Exercise A:
Reproduce the passage of the RunInference best-practices text between "When you load" and "loading ML models.", inclusive.

Extracted text:
■ ■ ■ ■
RunInference transform best practices

When using Dataflow for ML inference, we recommend that you use the RunInference transform. Using this transform comes with a number of benefits, including:

  • Intelligent model memory management optimized for a Dataflow worker when performing local inference.
  • Dynamic batching which uses pipeline characteristics and user-defined constraints to optimize performance.
  • ML-aware Dataflow backend features which can provide better throughput and latency.
  • Intelligent backoff and autoscaling mechanisms when running into remote inference quotas.
  • Production-ready metrics and operational features.

When using RunInference, there are several things to consider:

Memory management

When you load a medium or large ML model, your machine might run out of memory. Dataflow provides tools to help avoid out-of-memory (OOM) errors when loading ML models.

To effectively tune your pipeline, it's important to understand the different units of compute in Dataflow:

  • VM: The virtual machine instance (machine type), such as n1-standard-8. In Dataflow documentation, this is sometimes referred to as a worker.
  • Process: A Python SDK worker process. By default, Dataflow launches one process per vCPU on the VM.
  • Thread: A single executable task running within a process. Each thread executes a DoFn.

Model memory versus data memory

OOM errors generally fall into two categories:

  1. Model-related memory issues: Occur when the ML model itself is too large to fit multiple copies in memory.
■ ■ ■ ■
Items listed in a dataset
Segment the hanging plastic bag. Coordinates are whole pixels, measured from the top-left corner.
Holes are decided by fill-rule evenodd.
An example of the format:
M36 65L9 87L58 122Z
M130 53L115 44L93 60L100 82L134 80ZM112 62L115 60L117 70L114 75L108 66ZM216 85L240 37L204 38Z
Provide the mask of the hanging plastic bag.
■ ■ ■ ■
Exercise B:
Transcribe every line of the records verbatim.

Worked solution A:
When you load a medium or large ML model, your machine might run out of memory. Dataflow provides tools to help avoid out-of-memory (OOM) errors when loading ML models.

Worked solution B:
Segment the hanging plastic bag. Coordinates are whole pixels, measured from the top-left corner.
Holes are decided by fill-rule evenodd.
An example of the format:
M36 65L9 87L58 122Z
M130 53L115 44L93 60L100 82L134 80ZM112 62L115 60L117 70L114 75L108 66ZM216 85L240 37L204 38Z
Provide the mask of the hanging plastic bag.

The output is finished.